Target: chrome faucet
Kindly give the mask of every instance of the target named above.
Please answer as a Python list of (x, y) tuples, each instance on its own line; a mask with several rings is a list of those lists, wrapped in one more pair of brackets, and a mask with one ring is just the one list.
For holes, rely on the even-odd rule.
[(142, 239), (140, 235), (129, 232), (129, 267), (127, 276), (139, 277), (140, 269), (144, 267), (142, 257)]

■ ■ ■ ■

Lay out every line of the rows above as a numbered list, omitting blank lines.

## RIGHT ANSWER
1. Target: chrome faucet
2. Kindly give the mask of every instance of the target named above.
3. Please answer as a Python list of (x, y) tuples, each instance on its own line; a mask with several rings is a list of those lists, wrapped in one more pair of brackets, and a mask with one ring is just the one list.
4. For holes, rely on the even-odd rule.
5. [(142, 239), (140, 235), (129, 232), (129, 267), (127, 276), (139, 277), (140, 269), (144, 267), (142, 257)]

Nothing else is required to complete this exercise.